Write out each of the items below word for word, without any alteration.

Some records
########################################

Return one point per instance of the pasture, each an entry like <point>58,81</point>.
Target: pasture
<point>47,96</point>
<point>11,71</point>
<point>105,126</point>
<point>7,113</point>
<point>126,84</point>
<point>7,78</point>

########################################

RESPONSE BELOW:
Return one point per instance of the pasture, each an entry like <point>58,81</point>.
Target: pasture
<point>47,96</point>
<point>11,71</point>
<point>105,126</point>
<point>7,113</point>
<point>126,84</point>
<point>7,78</point>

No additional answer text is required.